++++ FRAGMENTO DEL TEXTO ++++

Asimismo, el hecho de denominar a los instrumentos que se describen en la ley como los adecuados, constituye una restricción clara de la autonomía de la voluntad de las partes, dándose a entender tácitamente que los únicos mecanismos viables para alcanzar acuerdos o soluciones negociadas a las controversias son los propuestos entre los arts. 2 (LA LEY 20/2025) y 19 de la Ley Orgánica 1/2025 (LA LEY 20/2025), en una evidente restricción de la autonomía de la voluntad de los ciudadanos, para el caso de que seamos capaces de alumbrar otros mecanismos privados diferentes a los legalmente regulados.
Las novedades que propone la Ley Orgánica 1/2025 (LA LEY 20/2025) van desde la negociación privada (art. 7), la mediación, con remisión a la regulación completa de la Ley 5/2012 (LA LEY 12142/2012) o normativas autonómicas aplicables (art. 14), la conciliación privada –alternativa a la regulada en la Ley de la jurisdicción voluntaria (LA LEY 11105/2015)— (art. 15), la oferta vinculante confidencial (art. 17), la opinión de persona experta independiente (art. 18) y, de nueva aparición e introducido en el último momento del trámite parlamentario en el Congreso de los Diputados, el «proceso de Derecho colaborativo» (art. 19). Este último es un expediente con denominación equívoca, puesto que el nombre de proceso lo reservamos usualmente para la serie de actos regulados en la ley del que se sirven los tribunales de justicia para ejercer la jurisdicción, esto es, para resolver controversias jurídicas mediante la aplicación de la ley en el caso concreto, de forma irrevocable e irrebatible (con fuerza de cosa juzgada) y con respeto de las más elementales garantías de justicia, incluidas la imparcialidad y la independencia.

++++ DATOS DEL EJERCICIO ++++

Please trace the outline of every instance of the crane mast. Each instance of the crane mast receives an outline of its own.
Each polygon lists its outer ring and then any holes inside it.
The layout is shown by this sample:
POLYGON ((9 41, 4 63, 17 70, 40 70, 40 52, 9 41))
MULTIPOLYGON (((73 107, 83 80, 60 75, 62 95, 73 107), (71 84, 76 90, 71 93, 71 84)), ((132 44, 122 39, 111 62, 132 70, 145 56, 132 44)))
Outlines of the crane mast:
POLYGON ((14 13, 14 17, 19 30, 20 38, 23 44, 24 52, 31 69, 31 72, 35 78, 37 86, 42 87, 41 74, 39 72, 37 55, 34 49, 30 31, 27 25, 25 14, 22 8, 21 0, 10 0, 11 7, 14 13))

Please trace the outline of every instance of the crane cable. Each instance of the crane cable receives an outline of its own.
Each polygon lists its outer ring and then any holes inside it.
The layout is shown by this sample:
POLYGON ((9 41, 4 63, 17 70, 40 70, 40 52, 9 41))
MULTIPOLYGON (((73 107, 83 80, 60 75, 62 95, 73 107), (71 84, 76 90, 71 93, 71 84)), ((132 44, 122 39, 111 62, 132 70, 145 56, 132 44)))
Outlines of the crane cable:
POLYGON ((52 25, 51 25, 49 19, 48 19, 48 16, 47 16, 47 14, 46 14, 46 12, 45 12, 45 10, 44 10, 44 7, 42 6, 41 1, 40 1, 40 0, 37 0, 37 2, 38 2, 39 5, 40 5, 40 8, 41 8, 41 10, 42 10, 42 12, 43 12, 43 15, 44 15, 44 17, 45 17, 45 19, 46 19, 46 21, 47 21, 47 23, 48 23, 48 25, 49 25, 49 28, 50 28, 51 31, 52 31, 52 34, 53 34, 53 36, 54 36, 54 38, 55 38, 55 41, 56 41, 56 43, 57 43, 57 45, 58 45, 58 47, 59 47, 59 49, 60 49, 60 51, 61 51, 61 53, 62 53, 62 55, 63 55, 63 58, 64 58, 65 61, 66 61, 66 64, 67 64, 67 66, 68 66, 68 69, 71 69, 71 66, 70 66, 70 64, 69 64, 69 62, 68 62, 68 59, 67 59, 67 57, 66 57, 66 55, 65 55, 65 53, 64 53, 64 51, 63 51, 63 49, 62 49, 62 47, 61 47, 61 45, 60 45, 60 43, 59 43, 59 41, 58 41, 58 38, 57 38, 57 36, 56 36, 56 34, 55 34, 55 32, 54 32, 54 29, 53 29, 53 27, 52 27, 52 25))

++++

### ACTIVIDAD
Prolonga el texto sobre los mecanismos de solución de controversias de la Ley Orgánica 1/2025 a partir de su última oración. No hace falta consultar los registros.

### RESPUESTA DEL EJERCICIO
Esta circunstancia, aceptada de forma pacífica por los autores desde hace siglos, es desafiada por el art. 19 de la Ley Orgánica 1/2025 (LA LEY 20/2025), habida cuenta de que en él se regula una herramienta extraprocesal dirigida a que las partes pueden encontrar una solución al conflicto jurídico que las enfrenta mediante el acuerdo, a través de un cauce en el que no existe formalmente enfrentamiento jurídico –de forma no contenciosa, por tanto—. Es decir, el «proceso de Derecho colaborativo» a priori no es un proceso, pues en él nada se decide ni concluye mediante resolución de autoridad pública alguna, sino por acuerdo de las partes que se hace constar en un acta final redactada por los profesionales de la abogacía que hayan intervenido en él: es decir, un cauce formal para lo que toda la vida hemos denominado autotutela privada.
V. Conclusión
Concluyo apelando al espíritu crítico del lector, ante esta y ante cualquier novedad legislativa, y agradeciendo su paciencia por haber llegado hasta aquí: lo que se ofrece no es más que una reflexión personal, inevitablemente teñida de las lecturas y experiencia de una persona dedicada a lo largo de toda su vida profesional al estudio y aplicación del Derecho procesal.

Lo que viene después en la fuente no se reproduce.